[Position annotation records]
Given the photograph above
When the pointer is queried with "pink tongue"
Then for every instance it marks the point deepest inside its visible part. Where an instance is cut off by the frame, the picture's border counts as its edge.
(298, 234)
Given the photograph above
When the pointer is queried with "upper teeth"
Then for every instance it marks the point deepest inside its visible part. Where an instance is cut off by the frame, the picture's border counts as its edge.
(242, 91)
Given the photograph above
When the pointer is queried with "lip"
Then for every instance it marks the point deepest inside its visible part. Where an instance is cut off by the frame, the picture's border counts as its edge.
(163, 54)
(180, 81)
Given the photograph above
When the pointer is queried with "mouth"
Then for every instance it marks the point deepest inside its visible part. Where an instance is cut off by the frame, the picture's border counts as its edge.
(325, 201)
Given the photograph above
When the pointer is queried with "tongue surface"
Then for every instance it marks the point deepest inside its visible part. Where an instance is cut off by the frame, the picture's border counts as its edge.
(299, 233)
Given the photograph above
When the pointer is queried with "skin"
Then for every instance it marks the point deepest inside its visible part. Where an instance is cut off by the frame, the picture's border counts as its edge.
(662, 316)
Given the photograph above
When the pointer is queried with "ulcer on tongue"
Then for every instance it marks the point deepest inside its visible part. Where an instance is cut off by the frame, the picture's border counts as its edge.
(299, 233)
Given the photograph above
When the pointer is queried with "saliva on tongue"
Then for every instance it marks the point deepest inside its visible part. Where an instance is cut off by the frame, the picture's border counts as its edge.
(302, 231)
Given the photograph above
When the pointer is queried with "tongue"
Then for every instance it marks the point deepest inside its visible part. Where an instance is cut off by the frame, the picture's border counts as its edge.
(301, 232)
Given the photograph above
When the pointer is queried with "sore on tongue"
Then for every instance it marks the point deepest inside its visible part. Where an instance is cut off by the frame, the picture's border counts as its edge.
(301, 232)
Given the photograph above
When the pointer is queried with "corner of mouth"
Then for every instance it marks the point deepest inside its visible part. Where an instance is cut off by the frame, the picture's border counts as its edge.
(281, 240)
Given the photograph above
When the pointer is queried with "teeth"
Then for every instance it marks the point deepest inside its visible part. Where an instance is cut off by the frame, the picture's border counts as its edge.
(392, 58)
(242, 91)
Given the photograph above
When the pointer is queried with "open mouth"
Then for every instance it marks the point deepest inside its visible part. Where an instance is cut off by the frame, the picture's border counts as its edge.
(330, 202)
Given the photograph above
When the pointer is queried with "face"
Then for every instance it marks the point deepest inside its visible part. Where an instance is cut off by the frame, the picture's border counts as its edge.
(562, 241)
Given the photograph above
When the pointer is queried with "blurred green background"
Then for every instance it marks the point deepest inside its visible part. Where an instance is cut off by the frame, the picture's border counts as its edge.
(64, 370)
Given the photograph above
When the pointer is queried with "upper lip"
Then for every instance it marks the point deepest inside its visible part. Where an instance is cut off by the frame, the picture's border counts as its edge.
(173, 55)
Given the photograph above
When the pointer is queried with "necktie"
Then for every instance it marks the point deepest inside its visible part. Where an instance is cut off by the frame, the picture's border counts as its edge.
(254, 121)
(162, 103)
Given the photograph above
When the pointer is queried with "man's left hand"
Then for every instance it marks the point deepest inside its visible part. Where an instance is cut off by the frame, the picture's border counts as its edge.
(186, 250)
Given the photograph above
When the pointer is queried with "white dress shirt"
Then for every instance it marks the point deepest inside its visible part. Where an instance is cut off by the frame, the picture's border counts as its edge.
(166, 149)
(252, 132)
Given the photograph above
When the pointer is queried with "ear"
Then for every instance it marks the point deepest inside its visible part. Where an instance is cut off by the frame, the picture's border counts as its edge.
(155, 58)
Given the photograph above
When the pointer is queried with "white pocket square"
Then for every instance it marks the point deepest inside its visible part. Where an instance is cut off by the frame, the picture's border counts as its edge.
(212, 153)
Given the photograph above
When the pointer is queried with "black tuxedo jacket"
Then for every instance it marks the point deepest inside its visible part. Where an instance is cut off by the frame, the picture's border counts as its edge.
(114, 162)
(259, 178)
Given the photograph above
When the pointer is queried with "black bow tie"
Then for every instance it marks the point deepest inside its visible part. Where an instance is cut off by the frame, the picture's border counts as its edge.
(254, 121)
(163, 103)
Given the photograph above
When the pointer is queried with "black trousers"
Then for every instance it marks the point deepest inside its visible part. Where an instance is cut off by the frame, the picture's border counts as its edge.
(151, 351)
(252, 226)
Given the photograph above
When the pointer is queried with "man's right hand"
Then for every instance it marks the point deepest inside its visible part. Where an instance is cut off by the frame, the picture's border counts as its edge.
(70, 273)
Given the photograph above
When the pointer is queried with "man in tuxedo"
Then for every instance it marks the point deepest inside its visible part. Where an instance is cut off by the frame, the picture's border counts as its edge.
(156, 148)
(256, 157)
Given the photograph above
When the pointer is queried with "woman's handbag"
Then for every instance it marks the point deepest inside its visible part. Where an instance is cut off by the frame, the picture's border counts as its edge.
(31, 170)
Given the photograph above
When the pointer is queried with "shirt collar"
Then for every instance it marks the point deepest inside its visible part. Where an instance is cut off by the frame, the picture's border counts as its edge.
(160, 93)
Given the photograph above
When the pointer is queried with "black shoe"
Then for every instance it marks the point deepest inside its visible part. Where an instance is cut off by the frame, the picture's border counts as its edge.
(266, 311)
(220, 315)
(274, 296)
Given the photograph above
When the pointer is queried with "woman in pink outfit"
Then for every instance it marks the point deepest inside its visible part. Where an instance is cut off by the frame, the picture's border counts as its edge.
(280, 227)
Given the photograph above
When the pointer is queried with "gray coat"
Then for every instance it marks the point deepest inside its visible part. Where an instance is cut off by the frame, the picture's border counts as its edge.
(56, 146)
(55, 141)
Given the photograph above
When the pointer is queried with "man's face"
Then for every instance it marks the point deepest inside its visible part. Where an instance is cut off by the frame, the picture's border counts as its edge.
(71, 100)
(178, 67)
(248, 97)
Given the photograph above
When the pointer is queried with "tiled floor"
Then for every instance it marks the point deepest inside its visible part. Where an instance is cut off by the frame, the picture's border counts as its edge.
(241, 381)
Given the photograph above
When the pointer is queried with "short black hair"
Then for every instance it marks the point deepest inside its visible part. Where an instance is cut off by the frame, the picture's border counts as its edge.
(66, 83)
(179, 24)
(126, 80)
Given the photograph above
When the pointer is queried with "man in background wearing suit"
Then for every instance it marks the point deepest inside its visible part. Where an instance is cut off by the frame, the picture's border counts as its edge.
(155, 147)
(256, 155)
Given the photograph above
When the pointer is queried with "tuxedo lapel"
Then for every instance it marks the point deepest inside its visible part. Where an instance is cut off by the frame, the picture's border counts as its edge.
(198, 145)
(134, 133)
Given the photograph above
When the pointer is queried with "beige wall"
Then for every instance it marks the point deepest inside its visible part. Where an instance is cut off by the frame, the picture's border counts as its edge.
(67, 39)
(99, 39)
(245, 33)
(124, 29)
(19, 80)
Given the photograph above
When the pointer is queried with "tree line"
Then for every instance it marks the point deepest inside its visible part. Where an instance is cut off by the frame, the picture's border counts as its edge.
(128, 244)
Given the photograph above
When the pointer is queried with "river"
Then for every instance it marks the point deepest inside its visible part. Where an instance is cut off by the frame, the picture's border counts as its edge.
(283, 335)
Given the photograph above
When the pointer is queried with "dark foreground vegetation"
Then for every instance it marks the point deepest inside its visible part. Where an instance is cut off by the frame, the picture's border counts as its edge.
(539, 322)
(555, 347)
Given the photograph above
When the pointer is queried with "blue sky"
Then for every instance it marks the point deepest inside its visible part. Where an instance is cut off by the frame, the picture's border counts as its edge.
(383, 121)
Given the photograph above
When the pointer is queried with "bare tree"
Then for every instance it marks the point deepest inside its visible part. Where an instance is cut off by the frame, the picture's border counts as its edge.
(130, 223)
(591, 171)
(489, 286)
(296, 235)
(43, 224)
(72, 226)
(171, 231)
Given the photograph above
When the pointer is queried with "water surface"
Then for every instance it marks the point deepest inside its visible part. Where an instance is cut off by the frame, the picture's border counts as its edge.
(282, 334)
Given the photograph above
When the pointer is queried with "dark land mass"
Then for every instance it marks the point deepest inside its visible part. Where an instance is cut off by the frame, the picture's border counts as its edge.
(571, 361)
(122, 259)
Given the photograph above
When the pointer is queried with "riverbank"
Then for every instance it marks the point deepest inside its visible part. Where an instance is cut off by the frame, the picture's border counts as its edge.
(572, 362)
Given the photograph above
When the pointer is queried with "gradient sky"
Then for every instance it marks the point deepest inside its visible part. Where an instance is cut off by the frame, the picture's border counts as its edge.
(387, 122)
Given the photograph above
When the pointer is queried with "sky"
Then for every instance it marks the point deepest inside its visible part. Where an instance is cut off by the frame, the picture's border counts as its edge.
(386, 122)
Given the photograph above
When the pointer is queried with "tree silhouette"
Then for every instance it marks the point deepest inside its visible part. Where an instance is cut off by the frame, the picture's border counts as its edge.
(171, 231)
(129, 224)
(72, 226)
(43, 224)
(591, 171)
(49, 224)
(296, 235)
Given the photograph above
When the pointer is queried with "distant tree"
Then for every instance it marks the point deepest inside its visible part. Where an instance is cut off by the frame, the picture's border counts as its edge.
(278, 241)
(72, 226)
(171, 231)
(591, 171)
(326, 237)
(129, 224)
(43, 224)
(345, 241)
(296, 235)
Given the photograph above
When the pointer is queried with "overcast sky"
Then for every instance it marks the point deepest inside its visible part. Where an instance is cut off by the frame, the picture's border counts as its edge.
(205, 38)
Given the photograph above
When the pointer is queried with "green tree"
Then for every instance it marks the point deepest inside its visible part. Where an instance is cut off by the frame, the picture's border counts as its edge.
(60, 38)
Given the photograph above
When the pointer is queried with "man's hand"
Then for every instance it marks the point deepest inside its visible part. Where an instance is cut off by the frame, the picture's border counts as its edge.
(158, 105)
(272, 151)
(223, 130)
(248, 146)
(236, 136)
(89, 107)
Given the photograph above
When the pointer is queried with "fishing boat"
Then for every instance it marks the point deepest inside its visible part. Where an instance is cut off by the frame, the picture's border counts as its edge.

→ Task objective:
Count the lines above that contain the string "background", matching case exactly. Give only the number.

→ Completed task:
2